Willingham St. Mary.

Fifteen free-men held Willingham in demesne under Burchard, a wealthy Saxon, in the time of Edward the Confessor; but at the period of the Norman Survey the parish was returned as the lordship of Hugo de Montfort. It was one leuca in length, and one in breadth, and paid five pence gelt. In the ninth of Edward I. it was the estate of Elizabeth Bruisyard.

In 1480, Robert Bumpstede, of Willingham Saint Mary, was buried in the chancel of Saint Mary's church at Sotterley, near the entrance of it. John, his eldest son, and Robert Bumpstede, chaplain, another son, were his executors: he gave his manor of Willingham to Marion his wife, and sealed with, argent, on a bend engrailed gules, three mullets of the field.

The manor afterwards passed to the family of Aslack; for by a deed, without date, but probably about the year 1450, Elizabeth Aslack, widow, daughter and heiress of Thomas Bardolph, Esq., grants to Robert Clere, Knt., and others, the manor of Willingham, in Suffolk, to hold for the use of the said Elizabeth for life, and after to William Aslack, her son, and his heirs, with remainder to Thomas, her son. By an inquisitio post mortem, taken on the 8th of April, twenty-third of Henry VIII., William Aslack was found to die June 17th, 1531, seized of the aforesaid manor, and Thomas, son and heir of Christopher Playters and Elizabeth his wife, sister of the said William, was his heir. The lordship, thus transferred by heirship to the family of Playters, was sold about two centuries afterwards to Sir Thomas Robinson, of Worlingham, from whom it passed to the Sparrows, by a like transfer, and again, by marriage, to the Earl of Gosford, its present possessor.

The property of William Neirford and Parnell his wife, one of the daughters and co-heiresses of John de Vallibus, included, inter alia, "a Knight's fee which Ralph de la Mancy holdeth in Willingham." (fn. 1)

|---|

Problems:
A – Update the Willingham St. Mary passage above, starting with "In 1480, Robert" and going on through "of the field.", and change "executors" to "administrators".
B – List every line in the rows below that contains the word "village".

Dataset rows:
|---|

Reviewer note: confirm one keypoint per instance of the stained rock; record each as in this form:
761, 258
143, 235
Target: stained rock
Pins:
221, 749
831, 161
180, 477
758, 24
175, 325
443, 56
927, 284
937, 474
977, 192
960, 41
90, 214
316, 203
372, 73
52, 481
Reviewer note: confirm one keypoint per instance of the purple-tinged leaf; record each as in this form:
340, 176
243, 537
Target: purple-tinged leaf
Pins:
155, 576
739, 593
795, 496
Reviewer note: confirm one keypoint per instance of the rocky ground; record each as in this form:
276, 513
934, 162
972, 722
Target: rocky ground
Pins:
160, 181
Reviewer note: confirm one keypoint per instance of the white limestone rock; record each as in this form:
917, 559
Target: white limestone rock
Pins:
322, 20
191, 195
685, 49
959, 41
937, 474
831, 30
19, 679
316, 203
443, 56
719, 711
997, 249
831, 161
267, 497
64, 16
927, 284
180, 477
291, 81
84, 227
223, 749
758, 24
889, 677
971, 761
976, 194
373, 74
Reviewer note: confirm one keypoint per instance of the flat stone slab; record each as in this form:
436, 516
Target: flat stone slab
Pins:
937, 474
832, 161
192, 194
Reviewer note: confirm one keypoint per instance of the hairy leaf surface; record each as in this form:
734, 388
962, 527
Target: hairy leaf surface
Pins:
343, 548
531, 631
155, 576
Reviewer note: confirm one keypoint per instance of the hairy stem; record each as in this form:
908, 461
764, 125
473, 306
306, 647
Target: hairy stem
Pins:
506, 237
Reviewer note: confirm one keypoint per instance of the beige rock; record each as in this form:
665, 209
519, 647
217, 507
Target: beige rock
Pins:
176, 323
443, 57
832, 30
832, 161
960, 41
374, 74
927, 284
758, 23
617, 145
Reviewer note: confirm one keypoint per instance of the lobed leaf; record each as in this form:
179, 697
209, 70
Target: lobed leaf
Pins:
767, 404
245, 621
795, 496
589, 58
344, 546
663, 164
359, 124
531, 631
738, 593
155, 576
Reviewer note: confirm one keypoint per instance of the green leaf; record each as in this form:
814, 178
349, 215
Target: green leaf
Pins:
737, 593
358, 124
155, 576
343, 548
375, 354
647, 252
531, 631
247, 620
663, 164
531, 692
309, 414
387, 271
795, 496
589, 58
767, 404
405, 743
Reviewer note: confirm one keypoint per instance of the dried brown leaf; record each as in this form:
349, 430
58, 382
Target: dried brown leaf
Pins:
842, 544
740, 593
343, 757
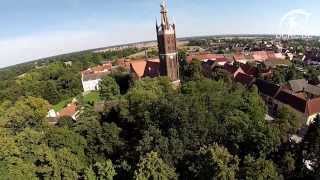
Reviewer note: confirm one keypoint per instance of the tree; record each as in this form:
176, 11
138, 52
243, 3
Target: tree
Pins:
288, 123
214, 162
259, 169
108, 88
103, 139
193, 71
311, 149
104, 171
27, 112
152, 167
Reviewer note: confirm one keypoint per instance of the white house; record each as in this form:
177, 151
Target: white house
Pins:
92, 76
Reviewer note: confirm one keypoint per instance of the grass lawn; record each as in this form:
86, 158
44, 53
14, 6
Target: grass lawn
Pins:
91, 97
62, 104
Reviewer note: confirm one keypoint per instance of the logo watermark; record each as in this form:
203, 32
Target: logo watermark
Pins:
294, 25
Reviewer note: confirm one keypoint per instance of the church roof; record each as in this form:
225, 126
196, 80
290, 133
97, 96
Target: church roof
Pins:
143, 68
138, 67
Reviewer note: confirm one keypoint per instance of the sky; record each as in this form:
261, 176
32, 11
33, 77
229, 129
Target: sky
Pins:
33, 29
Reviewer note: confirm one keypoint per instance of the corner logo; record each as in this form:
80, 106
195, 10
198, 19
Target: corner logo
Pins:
294, 24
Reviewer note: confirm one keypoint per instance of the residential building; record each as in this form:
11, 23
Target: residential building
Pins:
70, 111
92, 76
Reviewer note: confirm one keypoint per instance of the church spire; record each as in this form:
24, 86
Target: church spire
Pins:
164, 15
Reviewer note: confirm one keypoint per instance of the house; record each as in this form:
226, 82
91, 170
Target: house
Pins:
71, 110
233, 70
52, 117
276, 97
220, 59
260, 55
243, 58
245, 79
91, 77
304, 89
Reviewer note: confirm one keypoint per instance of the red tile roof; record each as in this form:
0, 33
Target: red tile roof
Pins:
245, 79
313, 106
202, 57
69, 111
138, 67
143, 68
260, 55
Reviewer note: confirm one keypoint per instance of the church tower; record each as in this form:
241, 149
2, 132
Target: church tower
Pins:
167, 45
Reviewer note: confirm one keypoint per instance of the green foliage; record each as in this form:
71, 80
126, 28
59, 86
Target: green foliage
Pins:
214, 162
104, 171
27, 112
153, 167
192, 71
288, 123
258, 169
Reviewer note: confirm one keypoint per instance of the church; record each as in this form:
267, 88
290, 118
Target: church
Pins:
167, 64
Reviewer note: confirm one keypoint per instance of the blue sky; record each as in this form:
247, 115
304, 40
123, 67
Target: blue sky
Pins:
32, 29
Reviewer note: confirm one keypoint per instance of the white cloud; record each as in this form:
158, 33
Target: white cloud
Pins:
31, 47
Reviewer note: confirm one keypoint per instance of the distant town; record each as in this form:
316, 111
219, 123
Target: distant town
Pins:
217, 107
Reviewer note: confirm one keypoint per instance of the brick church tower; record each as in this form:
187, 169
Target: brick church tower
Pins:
167, 45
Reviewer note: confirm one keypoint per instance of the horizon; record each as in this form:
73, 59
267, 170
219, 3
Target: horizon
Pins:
75, 25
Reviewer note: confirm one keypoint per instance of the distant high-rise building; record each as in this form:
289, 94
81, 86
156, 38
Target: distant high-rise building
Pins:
167, 44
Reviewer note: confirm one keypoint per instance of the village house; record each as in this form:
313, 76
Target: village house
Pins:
91, 77
71, 111
277, 96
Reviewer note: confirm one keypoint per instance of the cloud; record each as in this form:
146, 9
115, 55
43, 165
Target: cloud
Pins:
22, 49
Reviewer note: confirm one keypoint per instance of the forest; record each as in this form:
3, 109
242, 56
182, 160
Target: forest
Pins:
204, 129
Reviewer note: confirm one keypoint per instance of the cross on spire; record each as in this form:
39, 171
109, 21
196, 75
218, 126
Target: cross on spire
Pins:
164, 16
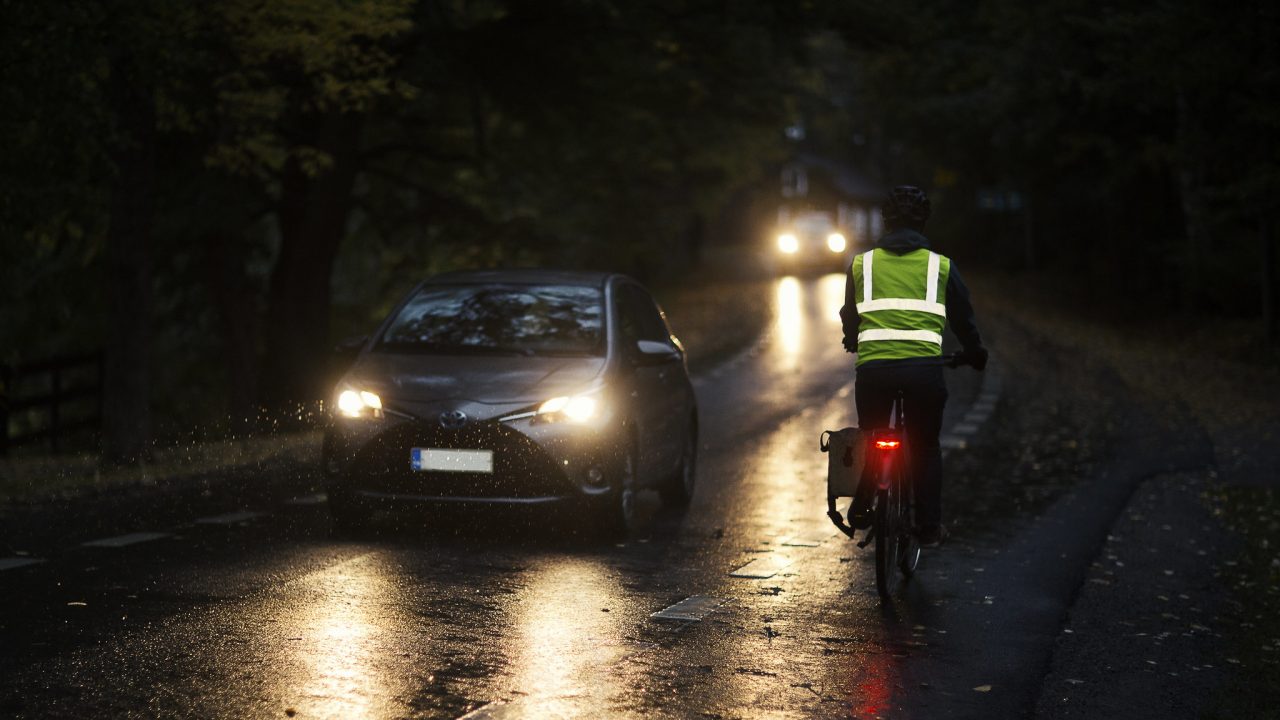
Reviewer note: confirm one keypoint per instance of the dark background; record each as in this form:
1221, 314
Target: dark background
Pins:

|---|

Worked answers:
A –
In 1480, Robert Bumpstede, of Willingham Saint Mary, was buried in the chancel of Saint Mary's church at Sotterley, near the entrance of it. John, his eldest son, and Robert Bumpstede, chaplain, another son, were his administrators: he gave his manor of Willingham to Marion his wife, and sealed with, argent, on a bend engrailed gules, three mullets of the field.

B –
Reviewer note: confirm one keypoint per instance of the village house; record each as in this form:
Target: village house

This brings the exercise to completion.